Quote every line of the material beneath this one.
*** DATA SUPPLIED
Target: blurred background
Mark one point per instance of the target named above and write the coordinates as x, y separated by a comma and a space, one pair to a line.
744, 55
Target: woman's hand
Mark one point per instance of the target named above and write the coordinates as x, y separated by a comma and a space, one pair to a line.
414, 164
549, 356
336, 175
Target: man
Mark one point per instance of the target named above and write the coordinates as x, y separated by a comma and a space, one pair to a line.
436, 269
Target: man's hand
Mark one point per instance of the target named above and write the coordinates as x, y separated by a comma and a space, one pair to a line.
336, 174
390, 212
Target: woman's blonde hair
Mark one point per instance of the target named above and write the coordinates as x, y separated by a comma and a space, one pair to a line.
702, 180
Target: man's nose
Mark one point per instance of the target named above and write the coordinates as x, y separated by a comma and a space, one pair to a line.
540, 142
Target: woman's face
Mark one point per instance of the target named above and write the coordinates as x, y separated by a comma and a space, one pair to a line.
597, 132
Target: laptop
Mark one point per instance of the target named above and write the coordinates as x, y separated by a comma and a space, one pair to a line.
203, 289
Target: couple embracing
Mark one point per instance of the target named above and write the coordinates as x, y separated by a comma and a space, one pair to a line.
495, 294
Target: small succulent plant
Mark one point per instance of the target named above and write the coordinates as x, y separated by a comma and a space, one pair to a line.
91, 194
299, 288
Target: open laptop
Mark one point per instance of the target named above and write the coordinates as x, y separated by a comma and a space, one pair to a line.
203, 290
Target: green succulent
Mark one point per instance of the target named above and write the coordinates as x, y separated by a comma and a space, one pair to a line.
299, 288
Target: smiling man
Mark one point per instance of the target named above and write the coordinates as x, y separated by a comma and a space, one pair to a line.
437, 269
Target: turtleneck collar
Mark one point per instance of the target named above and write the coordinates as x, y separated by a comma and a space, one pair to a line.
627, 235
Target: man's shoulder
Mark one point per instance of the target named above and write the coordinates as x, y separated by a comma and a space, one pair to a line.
******
■ **RESULT**
Target: blurred background
Mark one point per instance of the target named above and write the coordinates as x, y separated by a comma and a space, one pair to a line.
744, 55
Target: woman's hand
Mark one point per instance of the target named above and write the coordinates as x, y separated by a comma and a space, one pair to a line.
414, 164
549, 356
336, 175
Target: man
Mark one point per instance of the target named above and write the coordinates as x, y separated by a comma and a space, one pair to a line.
436, 269
Target: man's hand
Mark one point per instance of the target named above and write the coordinates as x, y separated by a comma and a space, one pair to a line.
336, 174
390, 212
Target: woman's blonde hair
Mark one point per instance of the target named above and write the coordinates as x, y separated by a comma and a space, one pair to a line.
702, 180
Target: man's nose
Mark one point per instance of the target named above and write the coordinates as x, y separated by a comma and a space, one pair to a line.
540, 142
Target: woman's face
Mark one point per instance of the target named above and write the coordinates as x, y separated by a comma and a space, one pair to a line.
597, 132
Target: laptop
Mark one point per instance of the target named above and write the coordinates as x, y separated by a comma and a space, one pair to a line.
203, 289
Target: couple embracing
Mark one point per instance of the target named above and write the coordinates as x, y separated by a comma and a space, one pair to a line.
495, 294
Target: small succulent plant
Mark one point per instance of the target named above and write the coordinates as x, y separated by a comma and a space, one pair to a line.
91, 194
299, 288
Target: open laptop
Mark one point per instance of the target named above and write the coordinates as x, y separated by a comma and a space, one pair to a line.
203, 290
Target: green succulent
Mark one point per instance of the target named above and write the coordinates as x, y separated by a comma and a space, one pair to a line.
299, 288
Target: smiling man
Mark one point per instance of the target named above and write the coordinates as x, y separated by a comma and a space, one pair to a line.
437, 269
Target: turtleneck collar
Mark one point per instance of the target named above and write the coordinates as x, y separated by a comma and a space, one pair to a line.
627, 235
Target: man's shoulder
Mark one point per instance of the target named above and write the coordinates as x, y separated by a comma and a space, one pair to a line.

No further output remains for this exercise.